Supplied material.
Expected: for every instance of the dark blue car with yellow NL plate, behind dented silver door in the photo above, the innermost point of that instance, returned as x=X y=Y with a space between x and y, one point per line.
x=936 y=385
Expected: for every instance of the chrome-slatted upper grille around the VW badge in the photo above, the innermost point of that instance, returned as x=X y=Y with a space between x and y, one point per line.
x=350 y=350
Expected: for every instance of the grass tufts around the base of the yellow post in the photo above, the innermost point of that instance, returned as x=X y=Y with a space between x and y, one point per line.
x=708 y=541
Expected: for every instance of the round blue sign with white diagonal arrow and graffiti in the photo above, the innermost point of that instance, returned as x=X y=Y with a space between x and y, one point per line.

Your goal. Within the records above, the line carrying "Expected: for every instance of the grass" starts the range and the last line ends it. Set down that range exactly.

Finished task.
Expected: for every instance of the grass tufts around the base of the yellow post in the photo above, the innermost point of that instance, returned as x=X y=Y with a space between x and y, one point per line.
x=708 y=541
Expected: for every instance of the round blue sign with white diagonal arrow and graffiti in the photo above, the innermost point of that instance, returned as x=X y=Y with a space between x and y, one point per line.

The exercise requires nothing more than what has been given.